------ Task inputs

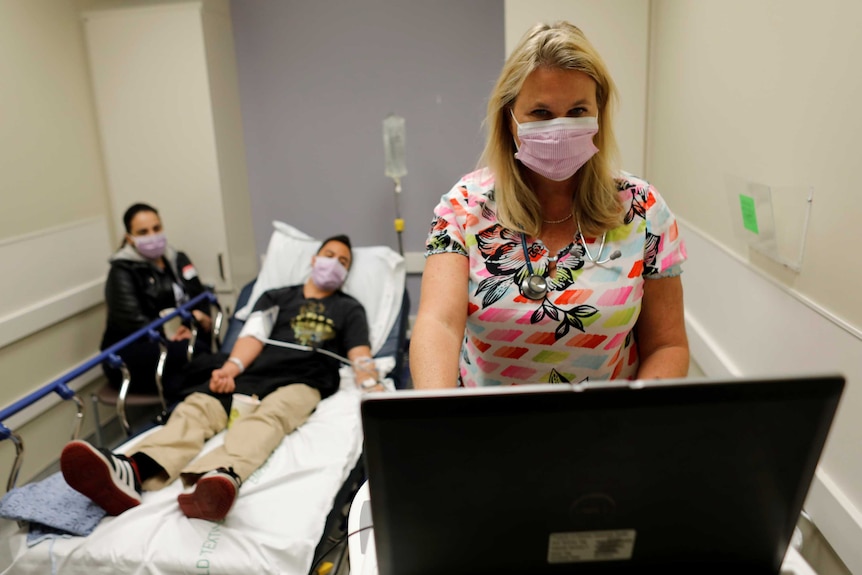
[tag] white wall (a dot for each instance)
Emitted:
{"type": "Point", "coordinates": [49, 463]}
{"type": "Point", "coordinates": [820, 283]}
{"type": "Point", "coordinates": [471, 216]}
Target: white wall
{"type": "Point", "coordinates": [769, 92]}
{"type": "Point", "coordinates": [54, 210]}
{"type": "Point", "coordinates": [619, 30]}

------------

_What the task asks_
Write out each line of the entries above verbatim, omitting the pictures from your answer.

_Solved exercise_
[tag] white wall (a dot for each instance)
Emitted:
{"type": "Point", "coordinates": [49, 463]}
{"type": "Point", "coordinates": [820, 283]}
{"type": "Point", "coordinates": [471, 216]}
Target: white wall
{"type": "Point", "coordinates": [769, 92]}
{"type": "Point", "coordinates": [54, 210]}
{"type": "Point", "coordinates": [619, 30]}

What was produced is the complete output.